Equivalents and Scope

[000275] In the claims, articles such as “a,” “an,” and “the” may mean one or more than one unless indicated to the contrary or otherwise evident from the context. Claims or descriptions that include “or” between one or more members of a group are considered satisfied if one, more than one, or all of the group members are present in, employed in, or otherwise relevant to a given product or process unless indicated to the contrary or otherwise evident from the context. The invention includes embodiments in which exactly one member of the group is present in, employed in, or otherwise relevant to a given product or process. The invention includes embodiments in which more than one, or all of the group members are present in, employed in, or otherwise relevant to a given product or process.

[000276] Furthermore, the invention encompasses all variations, combinations, and permutations in which one or more limitations, elements, clauses, and descriptive terms from one or more of the listed claims is introduced into another claim. For example, any claim that is dependent on another claim can be modified to include one or more limitations found in any other claim that is dependent on the same base claim. Where elements are presented as lists, e.g., in Markush group format, each subgroup of the elements is also disclosed, and any element(s) can be removed from the group. It should be understood that, in general, where the invention, or aspects of the invention, is/are referred to as comprising particular elements and/or features, certain embodiments of the invention or aspects of the invention consist, or consist essentially of, such elements and/or features. For purposes of simplicity, those embodiments have not been specifically set forth in haec verba herein. It is also noted that the terms “comprising” and “containing” are intended to be open and permits the inclusion of additional elements or steps. Where ranges are given, endpoints are included. Furthermore, unless otherwise indicated or otherwise evident from the context and understanding of one of ordinary skill in the art, values that are expressed as ranges can assume any specific value or sub-range within the stated ranges in different embodiments of the invention, to the tenth of the unit of the lower limit of the range, unless the context clearly dictates otherwise.

# [INFORMATION]
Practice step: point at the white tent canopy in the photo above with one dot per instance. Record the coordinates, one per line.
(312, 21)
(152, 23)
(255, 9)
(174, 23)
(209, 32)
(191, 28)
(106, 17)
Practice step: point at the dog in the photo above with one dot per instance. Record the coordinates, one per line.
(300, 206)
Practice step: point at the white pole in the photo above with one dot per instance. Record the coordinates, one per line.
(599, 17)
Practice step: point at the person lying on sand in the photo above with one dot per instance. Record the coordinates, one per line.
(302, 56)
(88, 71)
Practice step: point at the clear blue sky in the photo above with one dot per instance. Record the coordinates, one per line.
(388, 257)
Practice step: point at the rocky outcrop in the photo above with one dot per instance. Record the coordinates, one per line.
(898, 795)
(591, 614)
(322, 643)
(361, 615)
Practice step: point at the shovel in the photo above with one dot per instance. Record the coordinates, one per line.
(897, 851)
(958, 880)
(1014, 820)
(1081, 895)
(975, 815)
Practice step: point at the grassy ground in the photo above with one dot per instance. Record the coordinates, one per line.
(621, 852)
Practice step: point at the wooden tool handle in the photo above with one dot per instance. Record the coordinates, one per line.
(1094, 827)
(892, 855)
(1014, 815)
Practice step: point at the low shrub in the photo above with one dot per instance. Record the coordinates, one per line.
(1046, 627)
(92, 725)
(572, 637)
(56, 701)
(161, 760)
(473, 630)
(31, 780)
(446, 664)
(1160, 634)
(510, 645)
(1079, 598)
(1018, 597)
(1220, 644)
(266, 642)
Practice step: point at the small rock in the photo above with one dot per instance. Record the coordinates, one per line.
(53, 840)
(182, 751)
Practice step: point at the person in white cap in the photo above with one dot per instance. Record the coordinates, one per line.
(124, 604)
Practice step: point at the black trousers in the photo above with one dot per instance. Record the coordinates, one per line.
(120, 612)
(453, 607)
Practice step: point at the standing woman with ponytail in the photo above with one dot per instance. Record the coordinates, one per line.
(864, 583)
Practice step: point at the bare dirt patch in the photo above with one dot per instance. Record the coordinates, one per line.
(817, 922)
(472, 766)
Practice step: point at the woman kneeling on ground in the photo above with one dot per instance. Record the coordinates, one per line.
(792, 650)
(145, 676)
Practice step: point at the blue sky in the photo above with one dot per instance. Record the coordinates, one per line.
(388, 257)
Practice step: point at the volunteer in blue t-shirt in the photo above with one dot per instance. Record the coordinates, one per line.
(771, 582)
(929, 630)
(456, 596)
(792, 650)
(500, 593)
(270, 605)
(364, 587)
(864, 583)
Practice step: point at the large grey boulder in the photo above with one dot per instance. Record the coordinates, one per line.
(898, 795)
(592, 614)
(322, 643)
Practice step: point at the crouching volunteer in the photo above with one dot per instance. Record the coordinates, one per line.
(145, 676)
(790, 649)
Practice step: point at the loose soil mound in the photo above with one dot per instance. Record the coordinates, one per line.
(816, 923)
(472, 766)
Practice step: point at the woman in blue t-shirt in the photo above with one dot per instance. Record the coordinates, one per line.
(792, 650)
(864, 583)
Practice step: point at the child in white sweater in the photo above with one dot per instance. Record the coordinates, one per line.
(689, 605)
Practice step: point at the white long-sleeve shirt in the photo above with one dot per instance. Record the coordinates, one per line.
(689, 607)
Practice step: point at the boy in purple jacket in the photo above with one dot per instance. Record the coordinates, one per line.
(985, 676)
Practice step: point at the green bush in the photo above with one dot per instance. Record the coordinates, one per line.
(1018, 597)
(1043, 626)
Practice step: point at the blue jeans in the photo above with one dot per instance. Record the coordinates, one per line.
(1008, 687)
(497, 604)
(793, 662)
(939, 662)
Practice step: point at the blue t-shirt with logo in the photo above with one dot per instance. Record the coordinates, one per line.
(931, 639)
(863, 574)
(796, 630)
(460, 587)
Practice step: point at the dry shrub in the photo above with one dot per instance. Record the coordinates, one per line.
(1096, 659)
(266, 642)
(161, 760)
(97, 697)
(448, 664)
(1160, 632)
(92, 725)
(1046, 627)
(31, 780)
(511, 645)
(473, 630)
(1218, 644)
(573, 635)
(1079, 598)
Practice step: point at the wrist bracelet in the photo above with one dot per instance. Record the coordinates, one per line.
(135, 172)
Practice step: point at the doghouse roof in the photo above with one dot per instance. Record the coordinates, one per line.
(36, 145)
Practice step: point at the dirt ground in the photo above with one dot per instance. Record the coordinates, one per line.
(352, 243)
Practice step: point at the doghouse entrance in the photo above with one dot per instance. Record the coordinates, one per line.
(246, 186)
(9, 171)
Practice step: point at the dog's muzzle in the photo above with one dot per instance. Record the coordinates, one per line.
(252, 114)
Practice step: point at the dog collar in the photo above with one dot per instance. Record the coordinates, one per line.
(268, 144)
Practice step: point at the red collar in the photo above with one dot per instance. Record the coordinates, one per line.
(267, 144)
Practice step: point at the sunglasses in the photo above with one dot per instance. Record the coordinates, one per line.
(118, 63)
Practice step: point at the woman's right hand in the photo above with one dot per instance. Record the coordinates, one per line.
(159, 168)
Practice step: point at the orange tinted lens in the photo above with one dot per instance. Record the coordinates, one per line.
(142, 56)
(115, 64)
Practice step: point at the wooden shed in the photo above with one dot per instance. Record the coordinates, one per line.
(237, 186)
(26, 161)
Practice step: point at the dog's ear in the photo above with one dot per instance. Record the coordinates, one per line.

# [TASK]
Reproduce the full Equivalents and Scope text word for word. The lines above were taken from a different source than the text.

# [RESPONSE BELOW]
Equivalents and Scope

[000275] In the claims, articles such as “a,” “an,” and “the” may mean one or more than one unless indicated to the contrary or otherwise evident from the context. Claims or descriptions that include “or” between one or more members of a group are considered satisfied if one, more than one, or all of the group members are present in, employed in, or otherwise relevant to a given product or process unless indicated to the contrary or otherwise evident from the context. The invention includes embodiments in which exactly one member of the group is present in, employed in, or otherwise relevant to a given product or process. The invention includes embodiments in which more than one, or all of the group members are present in, employed in, or otherwise relevant to a given product or process.

[000276] Furthermore, the invention encompasses all variations, combinations, and permutations in which one or more limitations, elements, clauses, and descriptive terms from one or more of the listed claims is introduced into another claim. For example, any claim that is dependent on another claim can be modified to include one or more limitations found in any other claim that is dependent on the same base claim. Where elements are presented as lists, e.g., in Markush group format, each subgroup of the elements is also disclosed, and any element(s) can be removed from the group. It should be understood that, in general, where the invention, or aspects of the invention, is/are referred to as comprising particular elements and/or features, certain embodiments of the invention or aspects of the invention consist, or consist essentially of, such elements and/or features. For purposes of simplicity, those embodiments have not been specifically set forth in haec verba herein. It is also noted that the terms “comprising” and “containing” are intended to be open and permits the inclusion of additional elements or steps. Where ranges are given, endpoints are included. Furthermore, unless otherwise indicated or otherwise evident from the context and understanding of one of ordinary skill in the art, values that are expressed as ranges can assume any specific value or sub-range within the stated ranges in different embodiments of the invention, to the tenth of the unit of the lower limit of the range, unless the context clearly dictates otherwise.